Problems:
1 – List every people the commentary below on the Vatican's October initiatives names in describing the mix of people at the writer's parish church.
2 – According to the commentary below on the Vatican's October initiatives, since what year have married Anglican priests been entering the Roman Church as individuals?

Source extract:
In this present month of October, Vatican officials established special relationships with two religious entities, presently marching with no papal flags out front: the Society of St. Pius X - the Lefebrists - which, totally rejecting the prose and poetry of Vatican Council II, departed the papal fold; and the Traditional Anglican Communion, whose members, alienated by their Mother Church's ordination of women and openly gay individuals, have long requested entry into the traditional, safely patriarchal harbor of the Roman Church.

Married Anglican priests have been entering the Roman Church since 1980 as individuals and have been able to be ordained Catholic priests while remaining married, courtesy of a special dispensation from the traditional celibacy requirement. Now whole groups, parishes, and dioceses may enter, while retaining Anglican liturgical and cultural accoutrements.

Much could be said about these two landmark initiatives. I wish to offer these three considerations:

1. Today's first official meeting of Vatican and Lefebrist officials followed the recent removal of the excommunications of four Lefebrists, one of whom has denied the existence of the Holocaust. The Apostolic Constitution, shaping the new relationship, lists a number of topics for negotiation. One of these is "Vatican Council II", the collegial work of the world's bishops under John XXIII and Paul VI. My goodness! Has this initiative of the tradition-emphasizing Benedict XVI been undertaken unilaterally by B16 and his curia or has there been consultation with diocesan bishops, within whose territories the contemplated new "St. Pius X prelatures", with their own seminaries and bishops, will be located? What aspects of Vatican II would B16 consider negotiable with the Lefebrists? What aspects of Vatican II are vulnerable? Hmmm!

2. To situate incoming traditional Anglican parishes and dioceses within the Roman Church structure, a system of "ordinariates" is being contemplated. These, like the new Lefebrist structures, will be located within our traditional dioceses under their bishops? Here, too, the question could be asked, do our territorial bishops have, or have they had, any collegial, consultative role in the on-going process? Or is it a pope and curia-based unilateral operation?

Where do I go on Sunday? My beloved parish church with its embrace of all, like the first Pentecost Sunday, with its New York-like mix of Arabs, Cretes, Medes and Elamites and dark Sudanese with rings in their ears - remember that writer who said about our Church, "Here comes everybody? Or do I go a few blocks away to the Lefebre Mass in the Latin of celebrants in fiddleback vestments? Or to the nearby Anglican Traditional Church, where the priest hopefully may have the Wasp lockjaw accent and an ermine- trimmed chasuble? Both of these last two choices, absent altar girls, carry the assurance that women shall never cross the moat and breech the sanctuary gate. What happens to the notion of a community of faith? Benedict, have these two initiatives been thought through? And by whom? A good blueprint for ecumenism can be found in Vatican II without making the Church a twisted pretzel! That design was worked out by the world's bishops!

Given information:

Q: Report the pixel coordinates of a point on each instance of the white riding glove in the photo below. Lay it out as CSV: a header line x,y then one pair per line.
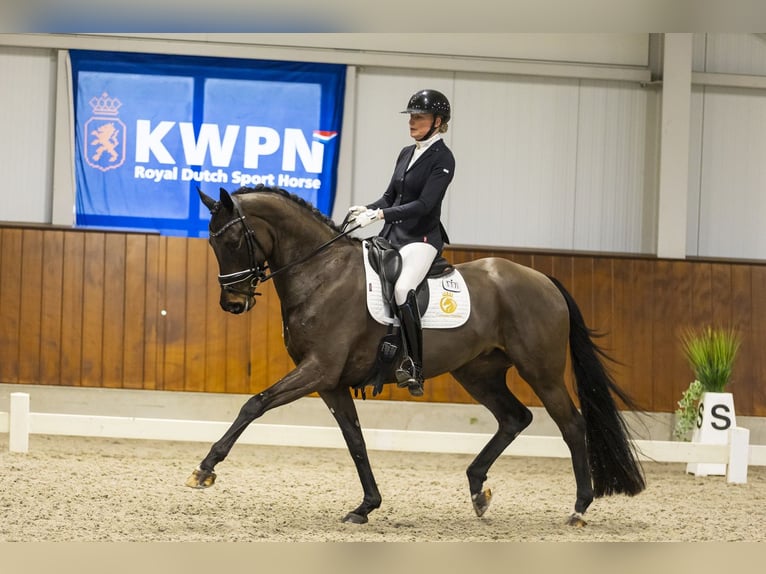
x,y
369,216
355,210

Answers to the exercise:
1 – Arabs, Cretes, Medes, Elamites, Sudanese

2 – Since 1980.